Подсчитайте, в скольких строках пунктов ниже встречается слово «teeth», учитывая регистр букв. В ответе укажите только число.
:: Материал для задания ::
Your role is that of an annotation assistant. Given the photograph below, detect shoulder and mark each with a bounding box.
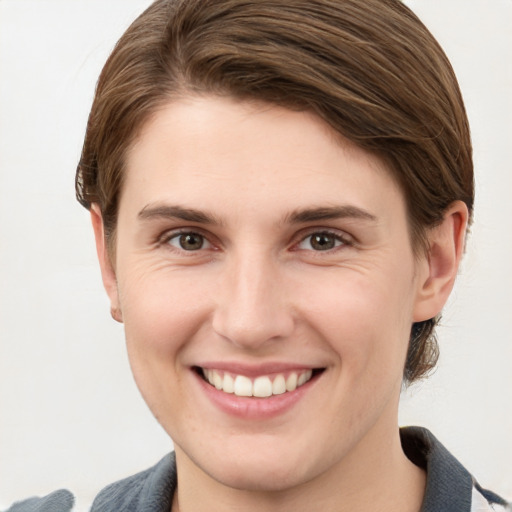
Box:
[90,453,176,512]
[6,453,176,512]
[6,489,75,512]
[400,427,512,512]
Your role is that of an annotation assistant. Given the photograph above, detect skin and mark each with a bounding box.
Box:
[92,96,467,512]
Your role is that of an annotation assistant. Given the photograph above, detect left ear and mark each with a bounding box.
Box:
[413,201,469,322]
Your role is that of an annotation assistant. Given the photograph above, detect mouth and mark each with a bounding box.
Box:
[195,367,325,398]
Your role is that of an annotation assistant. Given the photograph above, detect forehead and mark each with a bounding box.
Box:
[120,97,403,226]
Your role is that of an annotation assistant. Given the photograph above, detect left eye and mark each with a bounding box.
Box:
[297,232,345,251]
[167,232,211,251]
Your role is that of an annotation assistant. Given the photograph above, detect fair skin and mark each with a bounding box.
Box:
[92,96,467,512]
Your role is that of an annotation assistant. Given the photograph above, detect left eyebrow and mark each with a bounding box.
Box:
[285,205,377,224]
[137,204,222,225]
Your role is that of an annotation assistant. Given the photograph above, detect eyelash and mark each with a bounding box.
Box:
[158,229,355,255]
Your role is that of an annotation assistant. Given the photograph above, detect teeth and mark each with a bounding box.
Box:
[286,373,297,391]
[222,373,235,393]
[203,369,313,398]
[234,372,252,396]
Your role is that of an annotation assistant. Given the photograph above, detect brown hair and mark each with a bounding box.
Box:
[76,0,474,382]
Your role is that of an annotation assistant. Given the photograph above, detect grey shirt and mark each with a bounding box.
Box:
[7,427,511,512]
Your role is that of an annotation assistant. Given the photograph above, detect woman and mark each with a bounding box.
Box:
[7,0,506,512]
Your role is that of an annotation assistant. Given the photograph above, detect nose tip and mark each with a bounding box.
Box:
[213,260,294,349]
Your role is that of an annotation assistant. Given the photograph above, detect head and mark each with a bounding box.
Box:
[76,0,473,388]
[76,0,473,496]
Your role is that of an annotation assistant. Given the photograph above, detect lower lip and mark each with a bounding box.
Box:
[193,371,320,420]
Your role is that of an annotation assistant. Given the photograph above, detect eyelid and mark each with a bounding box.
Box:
[157,226,215,255]
[293,227,357,253]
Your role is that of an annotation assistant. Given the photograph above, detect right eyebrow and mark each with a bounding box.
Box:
[137,203,222,225]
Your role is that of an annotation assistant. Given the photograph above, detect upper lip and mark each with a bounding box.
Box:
[194,361,325,377]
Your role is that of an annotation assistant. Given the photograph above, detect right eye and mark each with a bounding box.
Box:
[165,231,212,252]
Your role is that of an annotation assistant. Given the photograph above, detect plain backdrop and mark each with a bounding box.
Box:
[0,0,512,511]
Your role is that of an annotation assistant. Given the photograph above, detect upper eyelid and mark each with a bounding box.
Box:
[295,227,357,244]
[157,226,357,251]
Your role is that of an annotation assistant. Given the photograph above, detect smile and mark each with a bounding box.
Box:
[201,368,314,398]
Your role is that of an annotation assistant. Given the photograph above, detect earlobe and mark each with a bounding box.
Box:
[90,204,123,322]
[413,201,469,322]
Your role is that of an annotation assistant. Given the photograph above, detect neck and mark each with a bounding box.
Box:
[172,428,426,512]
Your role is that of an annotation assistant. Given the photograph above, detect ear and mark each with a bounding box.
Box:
[413,201,469,322]
[91,204,123,322]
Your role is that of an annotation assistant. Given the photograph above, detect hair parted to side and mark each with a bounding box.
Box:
[76,0,474,383]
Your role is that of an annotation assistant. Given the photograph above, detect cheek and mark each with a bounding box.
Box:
[305,274,412,381]
[120,267,213,355]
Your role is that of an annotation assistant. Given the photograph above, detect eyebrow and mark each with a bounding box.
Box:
[138,204,223,225]
[138,204,377,226]
[285,205,377,224]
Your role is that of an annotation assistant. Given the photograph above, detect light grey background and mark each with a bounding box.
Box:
[0,0,512,510]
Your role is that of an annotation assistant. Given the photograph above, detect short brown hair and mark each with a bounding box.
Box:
[76,0,474,382]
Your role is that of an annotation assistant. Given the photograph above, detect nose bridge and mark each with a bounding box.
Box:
[213,248,293,348]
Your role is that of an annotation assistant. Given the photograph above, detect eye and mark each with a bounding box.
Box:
[297,231,350,251]
[165,231,212,251]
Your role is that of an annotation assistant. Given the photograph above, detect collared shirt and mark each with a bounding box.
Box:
[7,427,512,512]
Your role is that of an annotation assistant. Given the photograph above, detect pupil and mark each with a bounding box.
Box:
[180,233,203,251]
[311,234,334,251]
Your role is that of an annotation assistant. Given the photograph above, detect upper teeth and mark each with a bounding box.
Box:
[202,368,313,398]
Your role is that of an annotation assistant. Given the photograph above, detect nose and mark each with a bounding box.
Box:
[213,251,294,350]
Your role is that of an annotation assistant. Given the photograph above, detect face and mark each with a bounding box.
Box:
[95,97,444,490]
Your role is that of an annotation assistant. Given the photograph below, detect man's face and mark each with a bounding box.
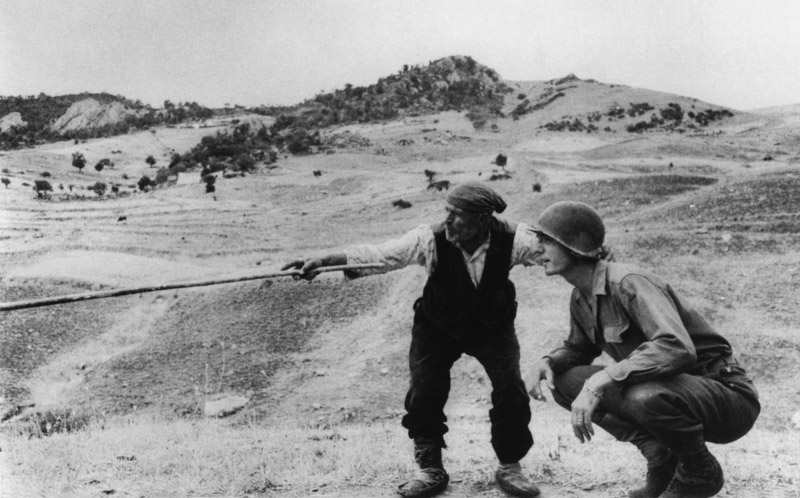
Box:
[444,204,486,244]
[536,233,574,277]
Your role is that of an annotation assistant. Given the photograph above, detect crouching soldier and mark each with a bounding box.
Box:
[530,202,761,498]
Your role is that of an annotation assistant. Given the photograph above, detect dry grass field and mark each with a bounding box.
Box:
[0,94,800,498]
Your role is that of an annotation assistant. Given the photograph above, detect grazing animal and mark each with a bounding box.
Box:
[428,180,450,192]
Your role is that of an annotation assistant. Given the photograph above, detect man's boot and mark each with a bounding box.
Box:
[397,437,450,498]
[628,440,678,498]
[659,445,725,498]
[494,462,539,497]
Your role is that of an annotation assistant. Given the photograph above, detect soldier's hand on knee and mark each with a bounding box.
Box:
[527,358,555,401]
[571,384,601,443]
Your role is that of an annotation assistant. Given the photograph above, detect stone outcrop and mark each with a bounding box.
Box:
[51,98,137,133]
[0,112,28,133]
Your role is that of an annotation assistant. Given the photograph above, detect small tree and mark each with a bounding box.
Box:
[202,175,217,194]
[33,180,53,199]
[137,175,156,192]
[425,169,436,185]
[72,152,86,172]
[94,158,114,172]
[92,182,106,197]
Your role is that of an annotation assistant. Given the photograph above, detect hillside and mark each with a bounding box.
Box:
[0,60,800,498]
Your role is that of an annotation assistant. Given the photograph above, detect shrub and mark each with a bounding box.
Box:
[72,152,86,171]
[94,157,114,171]
[92,182,107,197]
[137,175,156,192]
[202,175,217,194]
[33,180,53,199]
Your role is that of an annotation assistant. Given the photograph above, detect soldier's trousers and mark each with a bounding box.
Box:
[553,358,761,454]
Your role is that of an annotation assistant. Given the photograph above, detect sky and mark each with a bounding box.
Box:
[0,0,800,110]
:::
Выполненное задание: 2